Work to be completed
Could you extract every line in the records below that contains the string "woman", copying each one in full?

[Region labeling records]
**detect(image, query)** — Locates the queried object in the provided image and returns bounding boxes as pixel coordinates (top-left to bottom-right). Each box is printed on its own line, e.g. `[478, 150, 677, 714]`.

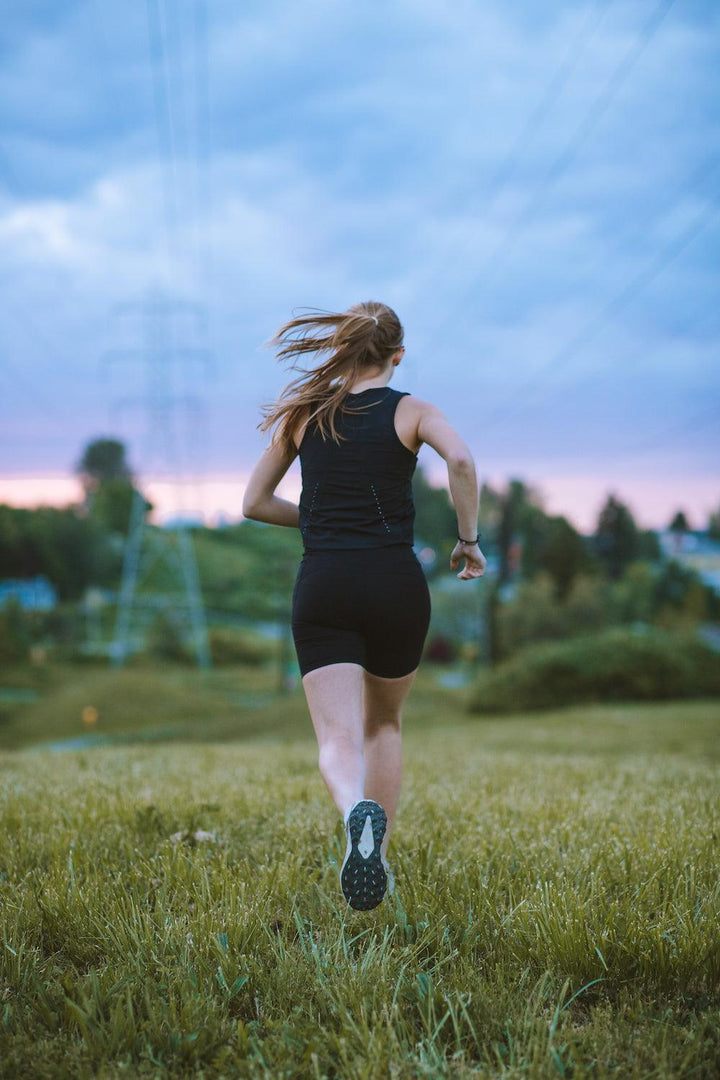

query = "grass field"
[0, 672, 720, 1080]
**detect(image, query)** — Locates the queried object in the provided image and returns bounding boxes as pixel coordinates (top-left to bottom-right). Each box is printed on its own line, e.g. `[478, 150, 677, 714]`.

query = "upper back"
[293, 387, 422, 460]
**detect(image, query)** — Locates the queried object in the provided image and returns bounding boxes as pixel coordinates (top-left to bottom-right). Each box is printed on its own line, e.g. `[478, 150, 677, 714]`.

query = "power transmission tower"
[106, 288, 210, 667]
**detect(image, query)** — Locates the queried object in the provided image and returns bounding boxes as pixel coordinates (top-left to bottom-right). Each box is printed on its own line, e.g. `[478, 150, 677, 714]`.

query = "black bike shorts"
[293, 544, 431, 678]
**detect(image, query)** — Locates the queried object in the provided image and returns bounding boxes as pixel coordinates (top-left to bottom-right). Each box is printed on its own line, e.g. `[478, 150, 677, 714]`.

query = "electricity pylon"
[107, 288, 210, 667]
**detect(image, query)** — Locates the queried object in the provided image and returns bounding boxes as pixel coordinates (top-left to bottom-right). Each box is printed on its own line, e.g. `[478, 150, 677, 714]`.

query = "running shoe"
[340, 799, 388, 912]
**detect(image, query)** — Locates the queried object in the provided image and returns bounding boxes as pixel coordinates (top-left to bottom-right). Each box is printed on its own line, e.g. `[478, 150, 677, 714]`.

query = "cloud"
[0, 0, 720, 518]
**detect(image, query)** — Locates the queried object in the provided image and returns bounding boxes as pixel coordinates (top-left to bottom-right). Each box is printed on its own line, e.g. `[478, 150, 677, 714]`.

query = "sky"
[0, 0, 720, 531]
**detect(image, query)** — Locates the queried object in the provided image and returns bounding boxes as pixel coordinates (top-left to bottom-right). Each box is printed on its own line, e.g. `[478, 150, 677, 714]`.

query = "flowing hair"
[257, 300, 403, 454]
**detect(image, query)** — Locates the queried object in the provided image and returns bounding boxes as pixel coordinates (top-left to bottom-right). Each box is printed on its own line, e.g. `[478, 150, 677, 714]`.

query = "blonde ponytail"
[257, 300, 403, 454]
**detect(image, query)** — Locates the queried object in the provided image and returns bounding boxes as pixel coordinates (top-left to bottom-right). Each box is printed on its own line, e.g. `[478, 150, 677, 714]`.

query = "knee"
[365, 713, 400, 739]
[318, 731, 363, 767]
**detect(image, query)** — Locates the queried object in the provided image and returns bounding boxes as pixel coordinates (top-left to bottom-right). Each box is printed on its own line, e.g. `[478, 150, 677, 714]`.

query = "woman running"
[243, 301, 486, 910]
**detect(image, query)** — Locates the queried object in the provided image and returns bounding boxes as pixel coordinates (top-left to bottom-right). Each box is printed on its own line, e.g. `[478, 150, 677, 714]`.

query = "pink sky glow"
[0, 470, 720, 534]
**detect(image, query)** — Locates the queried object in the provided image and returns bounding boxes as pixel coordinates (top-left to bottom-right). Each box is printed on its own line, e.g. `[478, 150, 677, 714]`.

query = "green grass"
[0, 686, 720, 1080]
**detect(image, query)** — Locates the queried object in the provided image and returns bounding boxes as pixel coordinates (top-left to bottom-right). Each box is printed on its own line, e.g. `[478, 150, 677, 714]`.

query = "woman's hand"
[450, 543, 486, 580]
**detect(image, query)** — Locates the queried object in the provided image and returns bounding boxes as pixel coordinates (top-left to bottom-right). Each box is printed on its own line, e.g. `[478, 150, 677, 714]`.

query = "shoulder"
[402, 390, 446, 419]
[293, 405, 310, 451]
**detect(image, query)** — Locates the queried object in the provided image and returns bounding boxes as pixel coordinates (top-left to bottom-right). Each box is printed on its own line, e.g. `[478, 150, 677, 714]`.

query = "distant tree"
[669, 510, 690, 532]
[497, 480, 544, 585]
[76, 438, 152, 534]
[707, 510, 720, 540]
[594, 495, 642, 581]
[536, 514, 592, 600]
[412, 465, 458, 556]
[76, 438, 133, 492]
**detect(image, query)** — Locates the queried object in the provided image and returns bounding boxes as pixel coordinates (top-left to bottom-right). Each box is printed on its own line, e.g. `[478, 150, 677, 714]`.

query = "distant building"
[0, 573, 57, 611]
[657, 529, 720, 592]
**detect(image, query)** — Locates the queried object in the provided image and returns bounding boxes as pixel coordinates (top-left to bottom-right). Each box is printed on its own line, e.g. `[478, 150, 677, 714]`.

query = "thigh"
[363, 669, 418, 735]
[302, 663, 364, 746]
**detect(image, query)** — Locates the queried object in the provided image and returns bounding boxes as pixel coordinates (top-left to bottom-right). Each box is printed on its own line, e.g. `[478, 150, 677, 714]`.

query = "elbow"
[448, 454, 475, 473]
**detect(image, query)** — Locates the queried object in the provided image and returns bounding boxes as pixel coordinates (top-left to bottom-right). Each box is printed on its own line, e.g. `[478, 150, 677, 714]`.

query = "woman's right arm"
[416, 399, 486, 579]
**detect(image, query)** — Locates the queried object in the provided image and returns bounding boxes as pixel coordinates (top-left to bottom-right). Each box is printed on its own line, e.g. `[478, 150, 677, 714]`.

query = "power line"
[410, 0, 613, 308]
[474, 190, 720, 430]
[418, 0, 675, 354]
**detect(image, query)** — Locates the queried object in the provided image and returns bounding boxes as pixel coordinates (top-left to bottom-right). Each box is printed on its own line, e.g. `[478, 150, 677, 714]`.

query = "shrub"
[208, 626, 277, 667]
[470, 625, 720, 713]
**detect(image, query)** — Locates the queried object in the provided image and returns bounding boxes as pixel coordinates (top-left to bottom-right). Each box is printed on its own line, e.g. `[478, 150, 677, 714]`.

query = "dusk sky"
[0, 0, 720, 530]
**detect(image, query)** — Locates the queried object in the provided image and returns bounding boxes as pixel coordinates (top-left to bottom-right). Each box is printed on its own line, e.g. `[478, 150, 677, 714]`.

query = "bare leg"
[302, 663, 367, 818]
[364, 669, 417, 855]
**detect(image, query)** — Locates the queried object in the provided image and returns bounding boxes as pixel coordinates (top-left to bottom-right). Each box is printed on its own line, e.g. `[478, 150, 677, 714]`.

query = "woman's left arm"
[243, 434, 300, 529]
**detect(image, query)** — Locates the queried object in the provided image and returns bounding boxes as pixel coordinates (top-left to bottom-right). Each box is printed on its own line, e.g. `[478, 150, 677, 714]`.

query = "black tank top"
[299, 387, 418, 551]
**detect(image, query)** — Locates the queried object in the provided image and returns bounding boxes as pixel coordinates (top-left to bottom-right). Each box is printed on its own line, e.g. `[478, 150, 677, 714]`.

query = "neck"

Full response
query = "woman running"
query = "woman's hand"
query = "woman's right arm"
query = "woman's left arm"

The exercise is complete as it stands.